-- Task objective --
Render every line of the listing below as a numbered list, omitting blank lines and any pictures.

Exercise material start

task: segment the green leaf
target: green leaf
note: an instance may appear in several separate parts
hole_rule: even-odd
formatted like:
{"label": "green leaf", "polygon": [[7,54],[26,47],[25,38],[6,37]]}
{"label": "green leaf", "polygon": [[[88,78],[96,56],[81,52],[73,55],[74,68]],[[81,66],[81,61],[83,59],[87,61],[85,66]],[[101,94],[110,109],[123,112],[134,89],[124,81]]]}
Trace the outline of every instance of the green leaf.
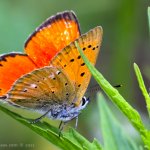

Exercise material end

-- Answer in full --
1. task: segment the green leaf
2. target: green leaf
3. note: an instance may appear in several separate parts
4. hole_rule: even-odd
5. formatted like:
6. {"label": "green leaf", "polygon": [[7,54],[26,47],[25,38],[6,37]]}
7. {"label": "green leaf", "polygon": [[[88,78],[96,56],[81,52],[73,55],[74,68]],[[81,66],[81,61],[83,59],[87,61],[85,66]],[[101,94],[110,109],[123,112],[134,89],[124,81]]]}
8. Trace the outline of every instance of the green leaf.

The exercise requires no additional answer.